**SUPPLIED PASSAGE:**
★ ★ ★

The impact of COVID-19 is still taking its toll on Britain’s health system with hospital routine treatment waiting lists backed up, NHS England figures have shown.

In June, there was more than 1.85 million people having to wait more than 18 weeks for treatment number, the highest since records began.

In addition, the number of people going to accident and emergency units and being referred to cancer specialist have fallen by 30 per cent when compared to the same time period last year.

Worryingly, rates for breast cancer referrals have dropped by 43 per cent, with figures down from 14,885 in June 2019 to 8,495 in June 2020.

Sara Bainbridge, head of policy and influence at Macmillan Cancer Support, said the figures “worryingly low” and suggest “an alarming backlog of undiagnosed cancer”.

She added: “This could directly impact on many of these people’s chances of survival. To ensure services are able to catch up, we need the Government to deliver the recovery plan promised and continue to address the scale of the challenge by securing more staffing and resources.”

An NHS spokesperson told the Daily Telegraph that 85,000 people have started cancer treatment since the beginning of the pandemic.

★ ★ ★

**WHAT YOU WILL DO:**
**1.** Do these statements agree with the NHS waiting lists article? Answer yes or no for each, quoting the words of the article that decide it.
(a) Breast cancer referrals fell from 14,885 in June 2019 to 8,495 in June 2020.
(b) Referrals to cancer specialists rose compared with the same period the year before.
(c) The NHS spokesperson spoke to the Guardian.
**2.** According to the NHS waiting lists article, how many people have started cancer treatment since the beginning of the pandemic?
**3.** Write the next part of the NHS waiting lists article, picking up after its final sentence.

**RECORDED INFORMATION:**
★ ★ ★

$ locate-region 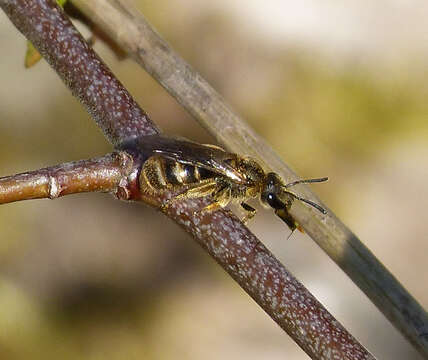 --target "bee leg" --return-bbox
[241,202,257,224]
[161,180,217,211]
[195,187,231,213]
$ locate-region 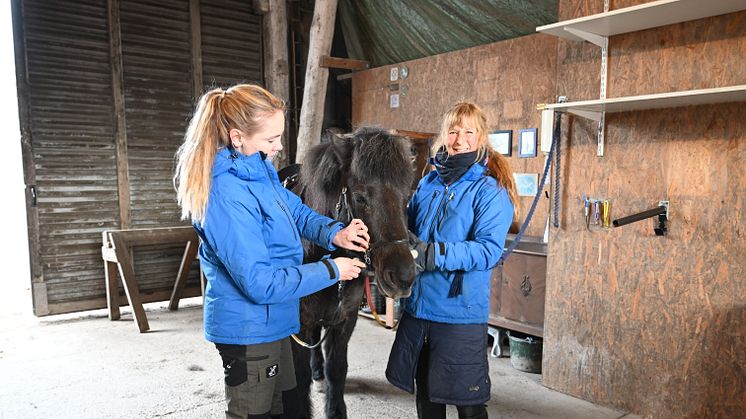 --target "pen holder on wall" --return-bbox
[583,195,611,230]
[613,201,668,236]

★ ★ ★

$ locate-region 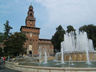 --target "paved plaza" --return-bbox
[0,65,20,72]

★ ★ ★

**WRITTEN ANSWERS:**
**1.**
(a) Yes: "figures down from 14,885 in June 2019 to 8,495 in June 2020"
(b) No: "have fallen by 30 per cent when compared to the same time period last year"
(c) No: "told the Daily Telegraph"

**2.** 85,000 people.

**3.**
The spokesperson added: “More people are now coming forward for a cancer check, with 45,000 extra referrals this month, and the key point remains that anyone who is concerned about a possible symptom should contact their GP and get a check-up.”

Dr Nick Scriven, immediate past president of the Society for Acute Medicine, said: “These are worrying times for the NHS given the threat of a second wave of COVID-19 in addition to all of the other pre-existing issues such as bed capacity, staffing, funding and social care provision.

“Performance remains poor and concerning and, with what we know will be a challenging winter ahead, it will take more than a token cash injection announced by the Prime Minister this week to make up for years of neglect.”